**** INFORMATION PROVIDED

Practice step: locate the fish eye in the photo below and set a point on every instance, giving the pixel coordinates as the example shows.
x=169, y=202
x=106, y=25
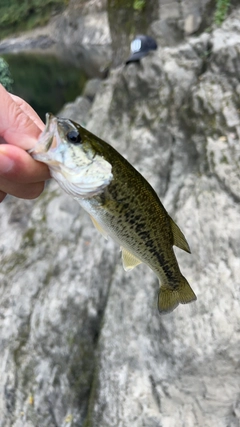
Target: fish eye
x=74, y=137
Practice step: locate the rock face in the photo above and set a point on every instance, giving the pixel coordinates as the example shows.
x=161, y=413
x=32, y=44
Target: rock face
x=81, y=341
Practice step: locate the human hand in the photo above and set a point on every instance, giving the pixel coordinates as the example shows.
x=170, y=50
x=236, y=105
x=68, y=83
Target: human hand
x=20, y=127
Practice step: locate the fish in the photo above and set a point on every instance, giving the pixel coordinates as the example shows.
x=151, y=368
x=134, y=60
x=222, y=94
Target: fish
x=120, y=202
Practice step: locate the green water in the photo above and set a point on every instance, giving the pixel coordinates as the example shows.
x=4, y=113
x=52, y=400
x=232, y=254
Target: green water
x=45, y=82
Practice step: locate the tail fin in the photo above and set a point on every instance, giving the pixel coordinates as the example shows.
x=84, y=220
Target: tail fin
x=168, y=298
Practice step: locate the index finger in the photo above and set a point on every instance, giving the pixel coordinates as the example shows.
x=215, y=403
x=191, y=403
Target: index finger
x=16, y=127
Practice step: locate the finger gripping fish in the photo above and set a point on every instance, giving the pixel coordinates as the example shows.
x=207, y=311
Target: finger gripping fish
x=121, y=203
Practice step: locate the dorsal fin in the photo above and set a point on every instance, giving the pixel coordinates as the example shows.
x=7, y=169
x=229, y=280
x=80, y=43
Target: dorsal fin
x=179, y=239
x=99, y=228
x=129, y=260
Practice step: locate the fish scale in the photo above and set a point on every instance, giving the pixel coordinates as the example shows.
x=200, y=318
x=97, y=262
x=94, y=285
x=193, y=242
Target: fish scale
x=121, y=203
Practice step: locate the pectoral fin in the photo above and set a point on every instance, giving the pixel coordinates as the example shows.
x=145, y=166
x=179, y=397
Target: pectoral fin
x=129, y=260
x=179, y=239
x=99, y=228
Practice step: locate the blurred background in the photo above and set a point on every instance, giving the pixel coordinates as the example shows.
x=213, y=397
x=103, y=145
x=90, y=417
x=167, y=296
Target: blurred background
x=81, y=341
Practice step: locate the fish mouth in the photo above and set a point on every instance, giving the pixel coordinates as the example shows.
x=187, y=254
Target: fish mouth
x=48, y=140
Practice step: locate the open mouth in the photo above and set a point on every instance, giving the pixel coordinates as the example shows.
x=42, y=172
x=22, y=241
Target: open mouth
x=48, y=138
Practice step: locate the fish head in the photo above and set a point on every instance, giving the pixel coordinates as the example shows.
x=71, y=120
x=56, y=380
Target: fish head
x=66, y=148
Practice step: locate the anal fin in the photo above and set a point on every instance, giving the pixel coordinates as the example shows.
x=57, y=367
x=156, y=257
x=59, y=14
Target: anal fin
x=99, y=228
x=179, y=239
x=129, y=260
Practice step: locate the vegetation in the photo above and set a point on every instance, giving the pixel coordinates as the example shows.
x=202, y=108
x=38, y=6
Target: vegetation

********

| GIVEN INSTRUCTION |
Copy out the data above exactly, except the pictures.

| IN RESPONSE |
Practice step: locate the fish eye in the photo below and set a point on every instance, giving the pixel coordinates as the example shows.
x=169, y=202
x=106, y=25
Target: fish eye
x=74, y=137
Practice step: locate the rock face in the photo above and set a point on every instance, giving the pixel coordinates as the example shows.
x=161, y=413
x=32, y=44
Target: rock face
x=81, y=341
Practice step: locate the human hand in the photo above and set a point on every instance, giving the pixel coordinates as the example shows.
x=170, y=50
x=236, y=105
x=68, y=83
Target: human hand
x=20, y=127
Practice step: locate the fish in the photo above and set a point on every instance, giving the pixel coordinates as the example shows.
x=151, y=368
x=134, y=60
x=222, y=94
Target: fish
x=120, y=202
Practice step: locate the green water in the photo above and set a point on every instance, giving the pixel coordinates as the example shows.
x=4, y=113
x=52, y=400
x=232, y=254
Target: green water
x=45, y=82
Practice step: locate the tail fin in the photo above and set a point on every instance, giving the pixel coordinates as the example shows.
x=84, y=220
Target: tail fin
x=168, y=298
Practice step: locate the index finger in the photo above and set a point on every instance, giving the pixel coordinates as the example shows.
x=215, y=403
x=191, y=403
Target: index finger
x=16, y=127
Practice step: locate the finger gripping fish in the photo above and set a point on every instance, giving the pixel coordinates as the example shows.
x=207, y=311
Target: finger gripping fish
x=121, y=203
Practice step: locate the dorsal fin in the photo above and set a point on every instance, giving the pixel coordinates as the example shows.
x=7, y=169
x=229, y=280
x=80, y=43
Target: dorsal fin
x=179, y=239
x=99, y=228
x=129, y=260
Practice step: locate the fish scale in the photo above and set a point on every instance, giving the pixel coordinates as the example shows.
x=200, y=318
x=97, y=262
x=94, y=285
x=193, y=242
Target: fish scale
x=121, y=203
Practice step: locate the pectoral fin in the photo above and set a point on every instance, giving the pixel coordinates as the example shows.
x=145, y=166
x=179, y=397
Target: pectoral fin
x=129, y=260
x=179, y=239
x=99, y=228
Practice step: locate the blurred background in the photo above and set a point on every instance, giving the pixel coordinates as the example shows.
x=213, y=397
x=103, y=145
x=90, y=417
x=167, y=296
Target: blurred background
x=81, y=341
Practice step: locate the fish mouth in the photo above and set a point on every instance, giving the pixel coordinates as the example shows.
x=187, y=254
Target: fish mouth
x=48, y=140
Practice step: locate the open mouth in the photo above and set a point on every instance, giving the pixel coordinates as the example shows.
x=42, y=172
x=22, y=241
Target: open mouth
x=48, y=138
Practice step: locate the fish head in the photo above and set a point on every instance, giving the pixel coordinates as the example shows.
x=71, y=120
x=56, y=380
Target: fish head
x=66, y=148
Practice step: locate the anal fin in the photo above and set a point on every instance, giving the pixel coordinates as the example shows.
x=57, y=367
x=156, y=257
x=59, y=14
Target: anal fin
x=99, y=228
x=179, y=239
x=129, y=260
Practice step: locate the vegetation in the photo above and set a point on every instance, giving the pixel coordinates as the example shows.
x=202, y=108
x=38, y=6
Target: vegetation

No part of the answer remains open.